PROBLEM REQUIREMENTS →
Repeat all of the data below verbatim, leaving out the pictures.

[START OF LISTED ENTRIES]

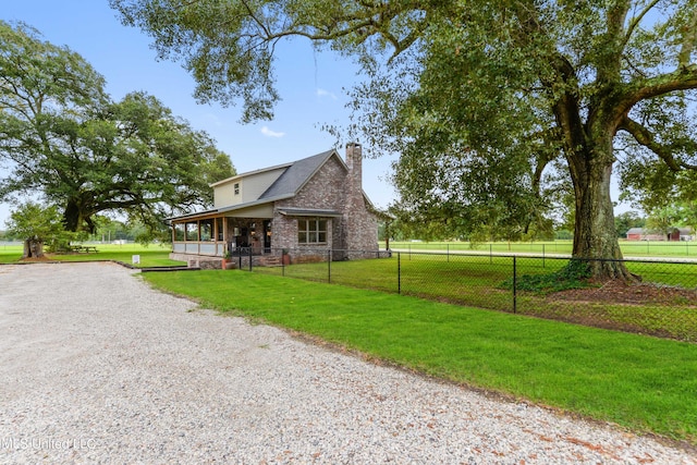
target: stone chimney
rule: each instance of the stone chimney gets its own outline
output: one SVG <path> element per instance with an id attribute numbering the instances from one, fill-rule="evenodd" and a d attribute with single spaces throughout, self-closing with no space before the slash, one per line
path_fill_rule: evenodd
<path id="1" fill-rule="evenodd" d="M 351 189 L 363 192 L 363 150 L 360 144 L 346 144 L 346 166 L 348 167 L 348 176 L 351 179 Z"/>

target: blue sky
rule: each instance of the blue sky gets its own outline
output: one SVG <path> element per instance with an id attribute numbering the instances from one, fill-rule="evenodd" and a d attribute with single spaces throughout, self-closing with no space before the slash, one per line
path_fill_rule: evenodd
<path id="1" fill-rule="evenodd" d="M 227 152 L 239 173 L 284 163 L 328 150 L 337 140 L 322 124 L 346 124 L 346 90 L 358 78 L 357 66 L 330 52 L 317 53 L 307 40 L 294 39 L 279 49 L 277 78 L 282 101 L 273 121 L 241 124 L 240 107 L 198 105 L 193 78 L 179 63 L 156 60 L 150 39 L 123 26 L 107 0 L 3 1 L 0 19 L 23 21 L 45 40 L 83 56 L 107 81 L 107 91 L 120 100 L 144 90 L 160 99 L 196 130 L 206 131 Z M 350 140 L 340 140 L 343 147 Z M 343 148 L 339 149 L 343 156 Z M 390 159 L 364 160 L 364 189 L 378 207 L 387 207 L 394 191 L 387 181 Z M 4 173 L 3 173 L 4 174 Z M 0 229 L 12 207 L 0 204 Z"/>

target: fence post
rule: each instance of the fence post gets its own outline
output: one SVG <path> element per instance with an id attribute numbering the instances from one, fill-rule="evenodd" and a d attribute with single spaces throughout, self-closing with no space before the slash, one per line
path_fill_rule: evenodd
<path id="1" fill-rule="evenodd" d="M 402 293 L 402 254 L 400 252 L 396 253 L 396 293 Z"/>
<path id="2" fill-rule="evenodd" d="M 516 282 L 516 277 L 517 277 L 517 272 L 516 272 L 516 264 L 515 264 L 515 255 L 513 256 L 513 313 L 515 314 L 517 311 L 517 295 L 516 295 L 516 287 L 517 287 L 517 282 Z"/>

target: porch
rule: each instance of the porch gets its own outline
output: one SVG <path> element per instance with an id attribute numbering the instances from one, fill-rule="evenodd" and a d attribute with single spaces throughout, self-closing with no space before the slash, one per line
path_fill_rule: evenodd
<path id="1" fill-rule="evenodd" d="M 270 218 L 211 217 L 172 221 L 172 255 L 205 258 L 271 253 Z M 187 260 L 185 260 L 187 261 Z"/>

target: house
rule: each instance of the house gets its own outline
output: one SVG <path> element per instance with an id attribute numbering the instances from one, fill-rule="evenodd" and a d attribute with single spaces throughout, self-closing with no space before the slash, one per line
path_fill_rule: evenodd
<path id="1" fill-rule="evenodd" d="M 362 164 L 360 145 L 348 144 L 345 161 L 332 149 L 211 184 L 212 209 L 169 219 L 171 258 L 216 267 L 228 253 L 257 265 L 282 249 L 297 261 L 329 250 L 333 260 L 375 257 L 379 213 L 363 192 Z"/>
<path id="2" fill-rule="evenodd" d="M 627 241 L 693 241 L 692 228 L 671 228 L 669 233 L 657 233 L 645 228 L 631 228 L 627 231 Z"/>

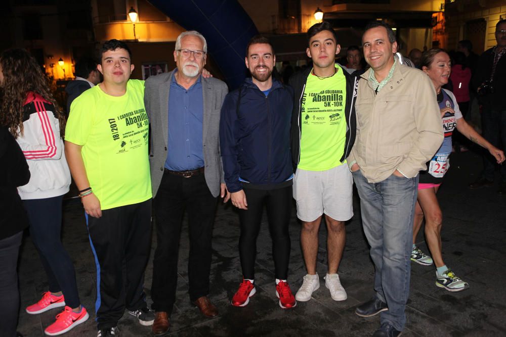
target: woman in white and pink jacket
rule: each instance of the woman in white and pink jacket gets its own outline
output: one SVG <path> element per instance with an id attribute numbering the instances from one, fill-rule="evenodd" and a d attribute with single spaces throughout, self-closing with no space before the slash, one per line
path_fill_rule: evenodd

[END OF LISTED ENTRIES]

CORRECT OUTPUT →
target: stone chimney
rule: each instance of the stone chimney gets its own outline
output: one SVG <path> element per instance with an id attribute numbering the instances from one, fill-rule="evenodd" and a d attribute with single spaces throughout, self-closing with no space before the slash, one per line
path_fill_rule: evenodd
<path id="1" fill-rule="evenodd" d="M 351 189 L 363 192 L 363 150 L 360 144 L 346 144 L 346 166 L 348 167 L 348 176 L 351 179 Z"/>

target: blue sky
rule: each instance of the blue sky gets its own outline
output: one SVG <path> element per instance with an id attribute numbering the instances from one, fill-rule="evenodd" and a d attribute with single spaces throughout, self-closing with no space before the slash, one per line
path_fill_rule: evenodd
<path id="1" fill-rule="evenodd" d="M 227 152 L 239 173 L 284 163 L 328 150 L 337 140 L 322 124 L 346 124 L 346 90 L 358 78 L 357 66 L 330 52 L 317 53 L 307 40 L 294 39 L 279 49 L 277 78 L 282 101 L 273 121 L 241 124 L 240 107 L 198 105 L 193 78 L 179 63 L 156 60 L 150 39 L 123 26 L 107 0 L 3 1 L 0 19 L 23 21 L 45 40 L 83 56 L 107 81 L 107 91 L 120 100 L 144 90 L 160 99 L 196 130 L 206 131 Z M 350 140 L 340 140 L 343 147 Z M 343 148 L 339 149 L 343 156 Z M 390 159 L 364 160 L 364 189 L 378 207 L 387 207 L 394 191 L 387 181 Z M 4 173 L 3 173 L 4 174 Z M 0 229 L 12 207 L 0 204 Z"/>

target: fence post
rule: each instance of the fence post gets its own outline
output: one SVG <path> element per instance with an id attribute numbering the instances from one, fill-rule="evenodd" and a d attribute with single spaces throughout, self-closing with no space before the slash, one per line
path_fill_rule: evenodd
<path id="1" fill-rule="evenodd" d="M 402 293 L 402 254 L 400 252 L 396 253 L 396 293 Z"/>
<path id="2" fill-rule="evenodd" d="M 516 282 L 516 277 L 517 277 L 517 272 L 516 272 L 516 264 L 515 264 L 515 255 L 513 256 L 513 313 L 515 314 L 517 311 L 517 295 L 516 295 L 516 287 L 517 287 L 517 282 Z"/>

target: porch
rule: each instance of the porch gets its own outline
output: one SVG <path> element per instance with an id attribute numbering the instances from one, fill-rule="evenodd" and a d attribute with single spaces throughout, self-closing with no space before the slash, one per line
path_fill_rule: evenodd
<path id="1" fill-rule="evenodd" d="M 270 218 L 211 217 L 172 221 L 172 255 L 205 258 L 271 253 Z M 187 260 L 185 260 L 187 261 Z"/>

target: house
rule: each instance of the house gets its own outline
output: one SVG <path> element per instance with an id attribute numbering the instances from one, fill-rule="evenodd" and a d attribute with single spaces throughout, self-closing with no space before the slash, one per line
path_fill_rule: evenodd
<path id="1" fill-rule="evenodd" d="M 362 164 L 360 145 L 348 144 L 345 161 L 332 149 L 211 184 L 212 209 L 169 219 L 171 258 L 216 267 L 228 253 L 257 265 L 282 249 L 297 261 L 329 250 L 333 260 L 375 257 L 379 213 L 363 192 Z"/>
<path id="2" fill-rule="evenodd" d="M 627 241 L 693 241 L 692 228 L 671 228 L 669 233 L 657 233 L 645 228 L 631 228 L 627 231 Z"/>

target: woman in white and pink jacket
rule: each instance of the woman in white and pink jacket gets its own outline
output: one SVG <path> element per instance with an id attribute numbering the instances from one, fill-rule="evenodd" and a d attribute with single spaces throughout, self-closing with no space before the slash, one per line
path_fill_rule: evenodd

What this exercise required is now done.